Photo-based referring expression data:
___

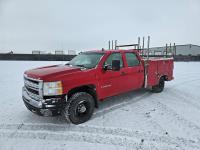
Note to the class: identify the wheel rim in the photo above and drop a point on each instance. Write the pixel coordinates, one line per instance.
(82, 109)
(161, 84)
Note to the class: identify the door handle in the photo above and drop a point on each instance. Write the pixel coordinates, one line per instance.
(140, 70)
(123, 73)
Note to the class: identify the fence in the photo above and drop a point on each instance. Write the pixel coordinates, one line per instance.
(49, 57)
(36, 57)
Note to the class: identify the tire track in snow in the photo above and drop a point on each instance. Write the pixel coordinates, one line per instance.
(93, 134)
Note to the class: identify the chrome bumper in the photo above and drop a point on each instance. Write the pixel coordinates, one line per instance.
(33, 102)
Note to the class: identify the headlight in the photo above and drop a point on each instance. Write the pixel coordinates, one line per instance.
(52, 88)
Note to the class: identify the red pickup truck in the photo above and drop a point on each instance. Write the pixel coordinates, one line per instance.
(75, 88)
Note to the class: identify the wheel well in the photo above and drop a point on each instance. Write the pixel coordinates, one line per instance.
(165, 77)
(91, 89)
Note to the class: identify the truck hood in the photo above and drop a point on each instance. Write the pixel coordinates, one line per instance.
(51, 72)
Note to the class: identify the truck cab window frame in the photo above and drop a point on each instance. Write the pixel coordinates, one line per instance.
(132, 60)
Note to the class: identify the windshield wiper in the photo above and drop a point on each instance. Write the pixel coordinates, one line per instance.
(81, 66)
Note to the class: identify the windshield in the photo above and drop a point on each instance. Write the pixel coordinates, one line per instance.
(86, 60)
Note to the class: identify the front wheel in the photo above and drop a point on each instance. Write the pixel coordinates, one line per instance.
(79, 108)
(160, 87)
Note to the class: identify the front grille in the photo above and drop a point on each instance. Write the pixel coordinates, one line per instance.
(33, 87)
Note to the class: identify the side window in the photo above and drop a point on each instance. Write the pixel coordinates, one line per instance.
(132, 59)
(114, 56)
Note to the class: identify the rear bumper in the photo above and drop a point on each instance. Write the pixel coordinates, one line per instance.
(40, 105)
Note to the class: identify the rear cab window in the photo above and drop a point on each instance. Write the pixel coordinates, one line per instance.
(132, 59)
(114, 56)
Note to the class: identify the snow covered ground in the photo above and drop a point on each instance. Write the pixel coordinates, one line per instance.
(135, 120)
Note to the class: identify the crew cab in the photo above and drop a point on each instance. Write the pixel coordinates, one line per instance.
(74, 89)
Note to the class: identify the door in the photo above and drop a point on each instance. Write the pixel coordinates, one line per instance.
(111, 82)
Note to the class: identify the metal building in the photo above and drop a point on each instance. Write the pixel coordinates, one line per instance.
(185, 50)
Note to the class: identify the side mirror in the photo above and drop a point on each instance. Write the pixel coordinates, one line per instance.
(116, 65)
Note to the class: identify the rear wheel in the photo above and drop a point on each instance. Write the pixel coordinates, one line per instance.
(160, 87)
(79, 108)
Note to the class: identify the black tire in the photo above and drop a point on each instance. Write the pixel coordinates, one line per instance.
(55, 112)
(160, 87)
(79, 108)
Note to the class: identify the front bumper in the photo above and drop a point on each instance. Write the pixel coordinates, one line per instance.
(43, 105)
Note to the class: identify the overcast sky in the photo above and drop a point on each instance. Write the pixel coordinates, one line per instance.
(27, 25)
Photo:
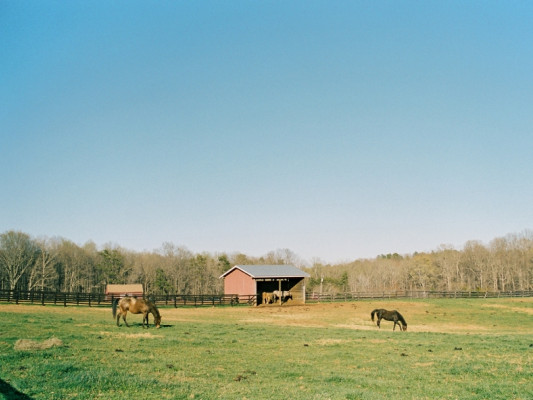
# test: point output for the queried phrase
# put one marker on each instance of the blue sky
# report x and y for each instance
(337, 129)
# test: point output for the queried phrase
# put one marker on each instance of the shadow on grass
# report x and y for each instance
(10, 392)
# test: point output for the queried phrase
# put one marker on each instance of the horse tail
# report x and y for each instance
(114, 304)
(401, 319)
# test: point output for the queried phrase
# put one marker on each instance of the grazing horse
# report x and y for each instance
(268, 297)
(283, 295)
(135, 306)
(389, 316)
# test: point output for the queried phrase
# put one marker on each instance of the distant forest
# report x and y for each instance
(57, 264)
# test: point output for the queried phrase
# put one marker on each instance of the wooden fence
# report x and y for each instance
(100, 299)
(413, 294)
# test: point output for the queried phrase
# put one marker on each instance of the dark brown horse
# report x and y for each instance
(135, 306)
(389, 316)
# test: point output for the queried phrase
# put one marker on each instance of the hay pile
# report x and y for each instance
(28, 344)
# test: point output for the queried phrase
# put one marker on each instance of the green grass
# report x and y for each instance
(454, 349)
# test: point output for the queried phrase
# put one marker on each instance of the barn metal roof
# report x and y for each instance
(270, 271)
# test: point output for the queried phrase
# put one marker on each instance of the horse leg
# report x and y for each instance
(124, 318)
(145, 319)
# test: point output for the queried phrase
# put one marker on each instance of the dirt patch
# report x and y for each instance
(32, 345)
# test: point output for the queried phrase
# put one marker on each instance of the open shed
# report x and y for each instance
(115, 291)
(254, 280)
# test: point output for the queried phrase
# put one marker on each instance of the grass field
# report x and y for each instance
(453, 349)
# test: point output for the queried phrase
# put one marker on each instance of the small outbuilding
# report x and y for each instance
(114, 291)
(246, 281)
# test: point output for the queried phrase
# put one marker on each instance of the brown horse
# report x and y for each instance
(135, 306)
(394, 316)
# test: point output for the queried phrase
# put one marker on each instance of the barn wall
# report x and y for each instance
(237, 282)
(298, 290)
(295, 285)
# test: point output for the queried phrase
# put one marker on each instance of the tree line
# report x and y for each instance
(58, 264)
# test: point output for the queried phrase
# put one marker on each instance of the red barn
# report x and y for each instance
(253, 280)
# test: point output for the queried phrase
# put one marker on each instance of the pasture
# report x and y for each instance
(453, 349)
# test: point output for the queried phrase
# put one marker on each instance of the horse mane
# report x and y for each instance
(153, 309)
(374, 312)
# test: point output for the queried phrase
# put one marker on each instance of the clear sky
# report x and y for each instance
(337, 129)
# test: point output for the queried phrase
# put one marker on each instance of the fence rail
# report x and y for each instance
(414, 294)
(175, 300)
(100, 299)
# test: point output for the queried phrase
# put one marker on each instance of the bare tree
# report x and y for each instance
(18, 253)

___

Take from the entries every line that has the string "barn".

# put one marker on each instance of the barn metal roof
# put one marker on each instance of the barn wall
# put one marker on each instance of the red barn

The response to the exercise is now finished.